In a country where vaccination rates against human papillomavirus (HPV) remain low, results from a United States (US) national immunisation survey found that female adolescents who received a provider recommendation for the HPV) vaccine were almost 5 times more likely to initiate the HPV vaccine series compared to adolescents who did not receive this recommendation. However, many providers report inadequate training and low comfort levels responding to questions from vaccine-hesitant parents. This study examined whether a multi-modal curriculum (including evidence-based lecture, communication methodology, and simulation training) would improve medical student confidence in addressing the concerns of vaccine-hesitant parents.

The researchers created a curriculum designed to teach medical students how to address HPV vaccine hesitancy. The curriculum consisted of:

  • A presentation by a board-certified gynaecologic-oncology physician on the epidemiology, biology, and disease morbidity associated with HPV
  • A video on implementing:
    • The presumptive method, which teaches students to use a direct statement when discussing vaccination, such as "Today you will be receiving your HPV vaccine" (vs. a participatory question, such as "Would you like to receive your vaccine today?"
    • The C.A.S.E. method, which is to be used if the presumptive approach is unsuccessful. First, the clinician asks for the parent's specific concern regarding vaccination. He or she then proceeds through the following steps: (C) Corroborate - acknowledging and validating the patient's concern, (A) About Me - explaining how the physician became an expert on the issue, (S) Science - relaying the scientific facts addressing the parent's concern, and (E) Explain/Advise - summarising the recommendation, emphasising the health risks of HPV infection, and urging the parent to agree to the vaccine.
  • Role-playing simulations, in which students role-played 3 separate scenarios using the presumptive and C.A.S.E. methods. For each scenario, students played the role of either a provider, patient, or observer.

Referring expression pointing data:
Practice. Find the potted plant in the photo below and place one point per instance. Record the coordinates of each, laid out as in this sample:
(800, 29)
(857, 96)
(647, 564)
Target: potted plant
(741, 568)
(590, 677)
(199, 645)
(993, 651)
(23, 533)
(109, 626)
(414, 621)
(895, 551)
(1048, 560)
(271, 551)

What to work on:
1. In the text on training medical students to address HPV vaccine hesitancy, list the steps of the C.A.S.E. method by name.
2. From the text on training medical students to address HPV vaccine hesitancy, output everything from "In a country" down to "of vaccine-hesitant parents.".

Response list:
1.
- Corroborate
- About Me
- Science
- Explain/Advise

2.
In a country where vaccination rates against human papillomavirus (HPV) remain low, results from a United States (US) national immunisation survey found that female adolescents who received a provider recommendation for the HPV) vaccine were almost 5 times more likely to initiate the HPV vaccine series compared to adolescents who did not receive this recommendation. However, many providers report inadequate training and low comfort levels responding to questions from vaccine-hesitant parents. This study examined whether a multi-modal curriculum (including evidence-based lecture, communication methodology, and simulation training) would improve medical student confidence in addressing the concerns of vaccine-hesitant parents.